Work instruction. Copy every record exactly. Nothing may be skipped.

Stored items.
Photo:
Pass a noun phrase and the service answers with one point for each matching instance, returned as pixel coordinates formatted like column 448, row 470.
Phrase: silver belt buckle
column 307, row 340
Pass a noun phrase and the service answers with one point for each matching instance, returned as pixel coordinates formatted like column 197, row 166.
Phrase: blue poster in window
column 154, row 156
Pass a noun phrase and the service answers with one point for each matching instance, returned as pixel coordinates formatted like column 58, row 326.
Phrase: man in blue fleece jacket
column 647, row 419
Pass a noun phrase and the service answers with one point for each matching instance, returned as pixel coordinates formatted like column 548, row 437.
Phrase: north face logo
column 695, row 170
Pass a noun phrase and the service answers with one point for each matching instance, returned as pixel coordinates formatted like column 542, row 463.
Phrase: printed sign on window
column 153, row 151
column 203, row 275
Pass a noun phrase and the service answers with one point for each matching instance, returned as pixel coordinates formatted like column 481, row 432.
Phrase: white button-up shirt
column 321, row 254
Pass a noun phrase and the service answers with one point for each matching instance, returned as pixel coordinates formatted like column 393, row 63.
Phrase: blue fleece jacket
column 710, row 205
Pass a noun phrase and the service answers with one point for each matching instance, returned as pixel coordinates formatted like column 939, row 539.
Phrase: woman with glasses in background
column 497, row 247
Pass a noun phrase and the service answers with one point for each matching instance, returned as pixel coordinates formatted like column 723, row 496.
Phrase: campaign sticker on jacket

Task result.
Photo:
Pass a noun phrase and the service answers with one point for each matching instance, returned as pixel coordinates formatted like column 448, row 470.
Phrase: silver belt buckle
column 307, row 340
Pass a noun phrase and the service answers with one point for each matching instance, returned as pixel coordinates formatted like column 197, row 166.
Phrase: blue poster in window
column 154, row 156
Pass a noun phrase and the service answers with one point for each matching instance, returned as pixel coordinates formatted like column 58, row 326.
Phrase: man in blue fleece jacket
column 647, row 419
Pass a noun phrase and the service answers with one point for each matching instance, returned as pixel coordinates formatted like column 548, row 437.
Phrase: north face logo
column 695, row 170
Pass a noun phrase and the service answers with one point for each matching instance, returned as pixel coordinates formatted like column 542, row 463.
Phrase: printed sign on window
column 153, row 151
column 203, row 275
Pass a noun phrase and the service answers with one point for each matching instance, returned as pixel coordinates formatted like column 481, row 432.
Phrase: white button-up shirt
column 321, row 254
Pass a noun phrase and the service answers with one point for each matching instance, returned as pixel coordinates formatted like column 393, row 63.
Phrase: blue fleece jacket
column 710, row 205
Pass a noun phrase and the service answers with one point for each matching instance, returned as pixel coordinates formatted like column 939, row 539.
Phrase: woman with glasses in background
column 497, row 247
Pass a noun phrase and the service answers with one point for each matching instance, returned as pixel coordinates formatted like column 723, row 496.
Phrase: campaign sticker on jacket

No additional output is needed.